• _Assignment_
Search the entries for the word "grassy" and return every line where it is found.

• _Extracted records_
*** Block opens ***

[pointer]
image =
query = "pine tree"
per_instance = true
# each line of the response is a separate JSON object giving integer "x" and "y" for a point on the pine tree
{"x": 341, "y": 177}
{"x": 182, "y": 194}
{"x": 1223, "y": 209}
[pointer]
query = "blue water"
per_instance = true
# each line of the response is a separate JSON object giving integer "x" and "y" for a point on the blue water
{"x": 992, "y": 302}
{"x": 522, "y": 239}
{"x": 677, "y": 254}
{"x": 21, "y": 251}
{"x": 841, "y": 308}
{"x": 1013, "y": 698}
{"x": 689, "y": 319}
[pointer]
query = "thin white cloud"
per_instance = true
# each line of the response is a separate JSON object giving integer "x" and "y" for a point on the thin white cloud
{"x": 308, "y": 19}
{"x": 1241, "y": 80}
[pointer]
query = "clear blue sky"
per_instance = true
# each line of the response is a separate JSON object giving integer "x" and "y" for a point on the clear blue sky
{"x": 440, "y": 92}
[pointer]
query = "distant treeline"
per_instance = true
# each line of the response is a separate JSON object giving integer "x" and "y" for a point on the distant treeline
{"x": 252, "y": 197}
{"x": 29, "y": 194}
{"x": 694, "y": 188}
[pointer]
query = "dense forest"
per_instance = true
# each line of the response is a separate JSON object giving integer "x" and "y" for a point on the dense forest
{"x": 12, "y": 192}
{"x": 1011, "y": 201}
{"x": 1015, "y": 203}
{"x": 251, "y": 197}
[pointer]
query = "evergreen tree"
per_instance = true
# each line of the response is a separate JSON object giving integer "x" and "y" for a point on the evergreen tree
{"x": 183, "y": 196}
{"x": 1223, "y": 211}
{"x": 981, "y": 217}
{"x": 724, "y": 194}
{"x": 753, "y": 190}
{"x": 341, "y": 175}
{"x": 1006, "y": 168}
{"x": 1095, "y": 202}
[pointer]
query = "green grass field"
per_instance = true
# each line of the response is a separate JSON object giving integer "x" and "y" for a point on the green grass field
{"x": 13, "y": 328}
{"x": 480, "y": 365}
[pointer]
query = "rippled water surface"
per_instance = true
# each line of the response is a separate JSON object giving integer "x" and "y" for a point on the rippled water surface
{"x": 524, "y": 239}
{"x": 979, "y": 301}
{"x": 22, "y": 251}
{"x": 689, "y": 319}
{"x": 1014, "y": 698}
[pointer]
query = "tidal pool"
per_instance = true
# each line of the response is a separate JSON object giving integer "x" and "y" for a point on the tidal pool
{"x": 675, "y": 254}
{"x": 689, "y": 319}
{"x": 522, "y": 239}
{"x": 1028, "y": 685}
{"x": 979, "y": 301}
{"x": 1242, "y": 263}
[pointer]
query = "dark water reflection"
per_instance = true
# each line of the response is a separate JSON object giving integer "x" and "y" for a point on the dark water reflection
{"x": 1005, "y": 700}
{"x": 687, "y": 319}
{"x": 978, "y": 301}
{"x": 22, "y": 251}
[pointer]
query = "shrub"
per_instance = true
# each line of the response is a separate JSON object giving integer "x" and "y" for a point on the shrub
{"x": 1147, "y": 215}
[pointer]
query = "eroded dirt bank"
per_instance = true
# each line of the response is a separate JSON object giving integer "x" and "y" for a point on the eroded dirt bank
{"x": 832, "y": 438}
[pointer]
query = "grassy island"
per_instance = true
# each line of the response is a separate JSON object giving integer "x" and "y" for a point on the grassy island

*** Block closes ***

• _Result below_
query = "grassy island"
# each line of the response is a separate JSON object giving integer "x" and "y" for a point on the grassy island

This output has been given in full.